LIST OF TASKS -
[1] List every keyword that the PFlowNet summary gives.
[2] From the PFlowNet summary, return word for word the part that opens with the words containing "Abandoning the traditional" and closes with "67.0% on MME-RealWorld-lite.".

STUDY TEXT -
►

Perceptual Flow Network for Visually Grounded Reasoning¶

Conference: ICML 2026
arXiv: 2605.02730
Code: None
Area: Multimodal VLM / Reinforcement Learning / Visual Reasoning
Keywords: Visually Grounded Reasoning, GFlowNet, Sub-TB, Variational RL, LVLM Hallucinations

TL;DR¶

Abandoning the traditional RLVR approach of "hard supervision using precise boxes from vision experts," PFlowNet models the act of perception as a structured latent variable called Perceptual Flow. It approximates the ideal reasoning-oriented posterior using a variational distribution \(p_\theta(Z|X)\) and trains it via Sub-TB variational RL, multi-dimensional rewards, and Vicinal Geometric Shaping. This allows the 8B Qwen3-VL to achieve new SOTA scores of 90.6% on V* Bench and 67.0% on MME-RealWorld-lite.

Background & Motivation¶

Background: To mitigate language bias and hallucinations in Large Vision-Language Models (LVLMs), recent methods (Look-twice, VGR, grounded thinking, etc.) use RLVR to distill geometric priors from vision experts (e.g., GroundingDINO) into LVLMs, encouraging the model to "box key regions before answering" during inference.

Limitations of Prior Work: The authors conducted a crucial probe experiment using Qwen2.5-VL on V*: by performing isotropic expansion around expert-annotated boxes to generate geometric priors with varying IoU, they fed only the corresponding crops to the LVLM. Results were counter-intuitive: the most precise expert boxes were not the best evidence for reasoning, suggesting a "sweet spot." This is because vision experts, designed for object detection, prioritize geometric precision while neglecting the "reasoning context." Excessively tight boxes create "tunnel vision," stripping away peripheral cues necessary for task completion.

◄

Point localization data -
►

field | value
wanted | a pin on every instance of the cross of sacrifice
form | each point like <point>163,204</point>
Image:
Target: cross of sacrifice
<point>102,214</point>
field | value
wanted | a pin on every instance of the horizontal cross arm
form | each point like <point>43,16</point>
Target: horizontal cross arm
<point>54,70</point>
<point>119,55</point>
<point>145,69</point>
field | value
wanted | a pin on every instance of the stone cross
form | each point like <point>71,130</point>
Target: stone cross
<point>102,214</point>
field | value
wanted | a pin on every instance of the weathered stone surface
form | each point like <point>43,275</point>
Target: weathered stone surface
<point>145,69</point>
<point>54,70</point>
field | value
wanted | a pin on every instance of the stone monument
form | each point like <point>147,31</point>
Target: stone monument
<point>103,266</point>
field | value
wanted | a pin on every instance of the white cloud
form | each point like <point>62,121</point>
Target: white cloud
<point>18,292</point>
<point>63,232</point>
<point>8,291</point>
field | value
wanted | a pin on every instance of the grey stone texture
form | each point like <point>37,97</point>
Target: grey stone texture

◄
►

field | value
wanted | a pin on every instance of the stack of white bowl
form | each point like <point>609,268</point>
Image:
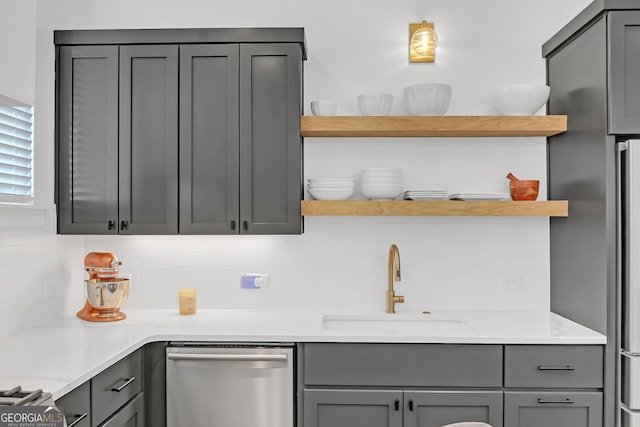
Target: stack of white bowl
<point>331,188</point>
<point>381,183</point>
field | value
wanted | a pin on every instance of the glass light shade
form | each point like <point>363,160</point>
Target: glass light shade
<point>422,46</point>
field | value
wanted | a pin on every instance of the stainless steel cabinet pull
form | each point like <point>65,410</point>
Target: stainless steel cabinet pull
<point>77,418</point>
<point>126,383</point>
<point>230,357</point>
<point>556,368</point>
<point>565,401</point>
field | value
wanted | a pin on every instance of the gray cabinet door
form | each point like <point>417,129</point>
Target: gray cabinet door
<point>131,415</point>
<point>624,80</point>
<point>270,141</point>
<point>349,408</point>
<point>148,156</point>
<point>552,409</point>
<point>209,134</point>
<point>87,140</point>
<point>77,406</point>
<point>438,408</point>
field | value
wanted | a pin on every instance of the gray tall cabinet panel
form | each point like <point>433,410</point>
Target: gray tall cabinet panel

◄

SOLUTIONS IN ORDER -
[1] Visually Grounded Reasoning, GFlowNet, Sub-TB, Variational RL, LVLM Hallucinations

[2]
Abandoning the traditional RLVR approach of "hard supervision using precise boxes from vision experts," PFlowNet models the act of perception as a structured latent variable called Perceptual Flow. It approximates the ideal reasoning-oriented posterior using a variational distribution \(p_\theta(Z|X)\) and trains it via Sub-TB variational RL, multi-dimensional rewards, and Vicinal Geometric Shaping. This allows the 8B Qwen3-VL to achieve new SOTA scores of 90.6% on V* Bench and 67.0% on MME-RealWorld-lite.